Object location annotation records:
•••••

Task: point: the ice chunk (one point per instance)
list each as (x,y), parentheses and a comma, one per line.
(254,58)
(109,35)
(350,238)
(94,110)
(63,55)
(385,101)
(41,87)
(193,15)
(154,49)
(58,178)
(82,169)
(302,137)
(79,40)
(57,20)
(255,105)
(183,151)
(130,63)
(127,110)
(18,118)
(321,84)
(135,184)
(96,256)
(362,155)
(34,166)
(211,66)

•••••

**WHAT YOU SHOULD DO:** Return every line of the records above verbatim, in their original order.

**WRITTEN REPLY:**
Task: point: the ice chunk (one point per instance)
list each as (x,y), parentheses and a comma, one per line.
(254,58)
(109,35)
(350,238)
(94,110)
(63,55)
(385,101)
(41,87)
(193,15)
(154,49)
(58,178)
(82,169)
(302,137)
(79,40)
(57,20)
(255,105)
(183,151)
(130,63)
(127,110)
(18,118)
(321,84)
(135,184)
(96,256)
(362,155)
(34,166)
(211,66)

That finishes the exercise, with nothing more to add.